Items from a data source
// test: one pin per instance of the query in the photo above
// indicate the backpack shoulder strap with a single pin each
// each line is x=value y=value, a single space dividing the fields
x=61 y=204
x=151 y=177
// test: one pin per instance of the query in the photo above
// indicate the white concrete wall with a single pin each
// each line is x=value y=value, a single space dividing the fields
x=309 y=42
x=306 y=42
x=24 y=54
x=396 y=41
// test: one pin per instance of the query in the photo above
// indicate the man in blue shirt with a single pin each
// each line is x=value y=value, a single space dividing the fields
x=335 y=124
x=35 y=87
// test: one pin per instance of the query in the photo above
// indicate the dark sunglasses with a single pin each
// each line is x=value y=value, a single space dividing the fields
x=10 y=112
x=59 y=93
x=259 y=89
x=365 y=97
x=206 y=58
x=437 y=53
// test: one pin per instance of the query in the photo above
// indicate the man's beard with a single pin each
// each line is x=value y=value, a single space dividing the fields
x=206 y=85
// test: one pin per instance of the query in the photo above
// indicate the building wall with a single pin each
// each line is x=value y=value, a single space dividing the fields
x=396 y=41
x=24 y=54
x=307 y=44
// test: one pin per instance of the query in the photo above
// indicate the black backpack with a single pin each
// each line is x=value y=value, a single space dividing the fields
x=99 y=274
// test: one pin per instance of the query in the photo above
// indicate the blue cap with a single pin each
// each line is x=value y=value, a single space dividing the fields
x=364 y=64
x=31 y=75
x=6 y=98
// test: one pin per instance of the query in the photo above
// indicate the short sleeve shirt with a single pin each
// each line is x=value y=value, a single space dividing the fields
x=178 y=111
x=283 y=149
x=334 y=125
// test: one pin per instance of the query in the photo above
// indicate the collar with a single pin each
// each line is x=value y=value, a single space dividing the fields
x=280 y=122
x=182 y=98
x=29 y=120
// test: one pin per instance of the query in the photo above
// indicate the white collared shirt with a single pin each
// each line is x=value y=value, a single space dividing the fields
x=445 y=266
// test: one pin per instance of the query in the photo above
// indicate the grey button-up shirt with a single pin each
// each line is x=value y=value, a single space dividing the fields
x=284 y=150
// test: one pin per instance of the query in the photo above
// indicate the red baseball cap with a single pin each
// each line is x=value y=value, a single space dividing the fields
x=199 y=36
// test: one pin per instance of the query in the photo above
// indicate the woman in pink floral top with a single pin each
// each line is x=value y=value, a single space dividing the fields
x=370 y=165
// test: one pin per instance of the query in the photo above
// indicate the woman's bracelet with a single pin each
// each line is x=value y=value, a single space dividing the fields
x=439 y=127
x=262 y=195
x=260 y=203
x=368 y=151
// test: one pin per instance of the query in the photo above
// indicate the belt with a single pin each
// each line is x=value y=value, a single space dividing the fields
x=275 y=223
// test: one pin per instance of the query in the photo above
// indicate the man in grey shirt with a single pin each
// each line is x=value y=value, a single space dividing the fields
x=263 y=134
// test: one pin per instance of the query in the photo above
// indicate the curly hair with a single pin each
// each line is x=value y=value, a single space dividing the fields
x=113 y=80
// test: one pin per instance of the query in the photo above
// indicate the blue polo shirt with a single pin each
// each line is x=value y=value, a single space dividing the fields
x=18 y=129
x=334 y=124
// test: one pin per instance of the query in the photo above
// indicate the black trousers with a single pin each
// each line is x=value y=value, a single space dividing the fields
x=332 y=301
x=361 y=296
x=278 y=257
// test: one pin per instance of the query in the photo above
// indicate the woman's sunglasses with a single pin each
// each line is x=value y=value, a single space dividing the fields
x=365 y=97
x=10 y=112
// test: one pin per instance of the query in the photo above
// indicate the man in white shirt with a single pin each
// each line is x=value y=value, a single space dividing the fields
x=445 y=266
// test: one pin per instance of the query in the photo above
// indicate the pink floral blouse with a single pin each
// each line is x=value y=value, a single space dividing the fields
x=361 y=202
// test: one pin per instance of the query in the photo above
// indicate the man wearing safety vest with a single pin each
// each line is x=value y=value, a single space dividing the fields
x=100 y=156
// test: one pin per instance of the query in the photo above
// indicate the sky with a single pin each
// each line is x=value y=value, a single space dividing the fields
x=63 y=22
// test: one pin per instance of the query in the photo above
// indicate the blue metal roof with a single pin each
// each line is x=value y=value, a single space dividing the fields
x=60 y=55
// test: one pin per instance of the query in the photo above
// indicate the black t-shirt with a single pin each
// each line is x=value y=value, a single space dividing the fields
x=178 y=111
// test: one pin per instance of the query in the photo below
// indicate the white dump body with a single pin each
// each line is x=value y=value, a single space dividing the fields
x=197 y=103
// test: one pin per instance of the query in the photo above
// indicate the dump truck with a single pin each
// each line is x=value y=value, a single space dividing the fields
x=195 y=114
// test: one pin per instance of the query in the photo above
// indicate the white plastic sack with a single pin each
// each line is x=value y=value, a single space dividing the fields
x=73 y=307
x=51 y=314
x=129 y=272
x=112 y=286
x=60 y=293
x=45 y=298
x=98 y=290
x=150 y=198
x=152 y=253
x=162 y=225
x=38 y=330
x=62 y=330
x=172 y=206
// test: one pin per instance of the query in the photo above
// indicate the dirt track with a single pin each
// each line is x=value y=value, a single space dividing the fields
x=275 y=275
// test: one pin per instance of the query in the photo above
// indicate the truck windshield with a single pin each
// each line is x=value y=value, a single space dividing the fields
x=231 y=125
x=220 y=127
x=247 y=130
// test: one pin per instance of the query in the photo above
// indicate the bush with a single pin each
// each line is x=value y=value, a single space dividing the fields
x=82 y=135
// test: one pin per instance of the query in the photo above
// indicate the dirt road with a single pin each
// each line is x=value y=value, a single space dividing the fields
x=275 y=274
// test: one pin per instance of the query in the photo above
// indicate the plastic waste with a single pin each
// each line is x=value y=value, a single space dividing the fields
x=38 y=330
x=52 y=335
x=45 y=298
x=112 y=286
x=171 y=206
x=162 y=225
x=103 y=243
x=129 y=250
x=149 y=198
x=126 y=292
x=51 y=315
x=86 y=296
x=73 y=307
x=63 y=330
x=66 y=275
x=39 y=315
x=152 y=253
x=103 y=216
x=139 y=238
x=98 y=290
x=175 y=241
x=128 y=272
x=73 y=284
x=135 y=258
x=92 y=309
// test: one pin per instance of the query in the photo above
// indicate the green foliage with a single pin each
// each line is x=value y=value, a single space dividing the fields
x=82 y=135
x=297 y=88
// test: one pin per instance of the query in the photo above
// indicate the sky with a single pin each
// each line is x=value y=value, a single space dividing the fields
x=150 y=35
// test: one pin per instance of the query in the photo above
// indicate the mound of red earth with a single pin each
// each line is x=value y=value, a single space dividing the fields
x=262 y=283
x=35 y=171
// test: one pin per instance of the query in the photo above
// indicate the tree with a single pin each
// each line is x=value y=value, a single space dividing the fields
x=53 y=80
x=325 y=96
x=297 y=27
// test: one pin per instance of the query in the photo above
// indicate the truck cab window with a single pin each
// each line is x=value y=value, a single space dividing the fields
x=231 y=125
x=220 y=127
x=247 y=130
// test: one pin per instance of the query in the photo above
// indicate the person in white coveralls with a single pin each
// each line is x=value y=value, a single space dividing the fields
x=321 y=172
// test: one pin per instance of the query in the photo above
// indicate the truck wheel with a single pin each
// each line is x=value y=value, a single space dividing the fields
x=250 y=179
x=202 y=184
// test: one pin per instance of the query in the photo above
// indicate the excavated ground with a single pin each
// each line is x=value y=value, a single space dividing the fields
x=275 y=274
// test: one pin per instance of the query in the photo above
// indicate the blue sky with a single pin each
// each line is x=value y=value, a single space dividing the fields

WHAT NEEDS TO BE DONE =
Only the lines above starting with the one with "grey shirt with a single pin each" and going through the one with "polo shirt with a single pin each" are to be copied, word for word and with both ends kept.

PROBLEM SOLUTION =
// indicate the man in grey shirt with a single pin each
// each line is x=value y=value, a single space dividing the fields
x=263 y=134
// test: one pin per instance of the query in the photo above
// indicate the curly hair with a single pin each
// each line is x=value y=value, a single space dividing the fields
x=113 y=80
// test: one pin per instance of the query in the photo above
// indicate the blue polo shirt with a single pin each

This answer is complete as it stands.